### Brief
Reproduce every one of the following lines word for word, keeping them in the same order.

**** Data for processing

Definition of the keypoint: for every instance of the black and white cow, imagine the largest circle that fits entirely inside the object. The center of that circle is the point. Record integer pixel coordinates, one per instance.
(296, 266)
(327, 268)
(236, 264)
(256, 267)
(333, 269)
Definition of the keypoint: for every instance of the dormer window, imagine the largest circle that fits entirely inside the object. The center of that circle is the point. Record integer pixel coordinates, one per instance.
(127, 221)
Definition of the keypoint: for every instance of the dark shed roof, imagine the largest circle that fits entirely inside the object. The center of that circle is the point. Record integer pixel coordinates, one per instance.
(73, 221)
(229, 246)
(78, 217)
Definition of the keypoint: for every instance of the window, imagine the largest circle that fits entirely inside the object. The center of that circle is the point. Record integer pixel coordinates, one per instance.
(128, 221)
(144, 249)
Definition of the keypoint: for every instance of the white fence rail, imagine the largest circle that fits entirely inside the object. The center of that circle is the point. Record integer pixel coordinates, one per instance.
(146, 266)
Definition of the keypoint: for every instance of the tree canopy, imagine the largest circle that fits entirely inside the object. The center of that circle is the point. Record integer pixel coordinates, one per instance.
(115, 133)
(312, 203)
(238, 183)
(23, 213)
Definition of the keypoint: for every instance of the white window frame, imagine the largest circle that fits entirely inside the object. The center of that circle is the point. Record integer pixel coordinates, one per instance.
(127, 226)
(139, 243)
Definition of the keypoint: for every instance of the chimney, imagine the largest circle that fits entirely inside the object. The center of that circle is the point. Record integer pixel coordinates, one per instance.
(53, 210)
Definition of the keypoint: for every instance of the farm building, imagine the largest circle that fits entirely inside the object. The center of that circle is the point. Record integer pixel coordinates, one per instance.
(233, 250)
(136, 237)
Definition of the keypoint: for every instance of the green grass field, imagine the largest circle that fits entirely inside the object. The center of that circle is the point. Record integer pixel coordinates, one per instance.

********

### Correct output
Definition of the keypoint: for every instance of the black and white cow, imagine the largest circle that fits entirely inside the object. The center of that circle is the point. Record integer pixel coordinates, one per instance.
(296, 266)
(327, 268)
(236, 264)
(256, 267)
(333, 269)
Definition of the keypoint: for every instance of the dormer window, imagine the largest circle that fits entirely inside the object. The center of that circle is the point. Record integer pixel coordinates, one per instance.
(127, 221)
Definition of the keypoint: for every instance of the dark shed roof, imagine the largest circle that fits entirely inside the object. The center of that circle is the point. Record integer pixel coordinates, one per instance.
(73, 221)
(229, 246)
(78, 217)
Definition of the keypoint: for every instance of the window, imagine the largest circle that fits entirely inside the object. The center of that circle is the point. Record integer pixel coordinates, one per instance.
(128, 221)
(144, 249)
Definition of the keypoint: for every instance of the white fence rail, imagine the largest circle that fits entirely inside the object. The center of that circle is the point. Record integer pixel coordinates, one per instance.
(146, 266)
Definition of the keypoint: for every instance of the tree canopy, imagine the largest circle that fits entirely inside the object. The center of that circle is the point. Record integer pixel coordinates, one per instance.
(115, 133)
(312, 203)
(238, 183)
(23, 213)
Definition of the keypoint: for every instance of the white window frame, imagine the largest circle that fits entirely inside the object. The center of that circle is the point. Record integer pixel coordinates, one per instance.
(127, 226)
(139, 243)
Definition of the keypoint: for every instance of the chimney, imagine the largest circle that fits entirely inside the object. The center of that circle is the point. Record integer pixel coordinates, one per instance.
(53, 210)
Definition of the keypoint: for every instance of the farm building, imagine the largest circle that fits entirely inside the object. The center of that circle is the point. Record integer pixel coordinates, one per instance.
(233, 250)
(136, 237)
Definition of the keypoint: for every instance of the green grass field, imagine the largest circle that fits entirely inside the object. The center of that circle is the point. Record integer pixel coordinates, one per instance.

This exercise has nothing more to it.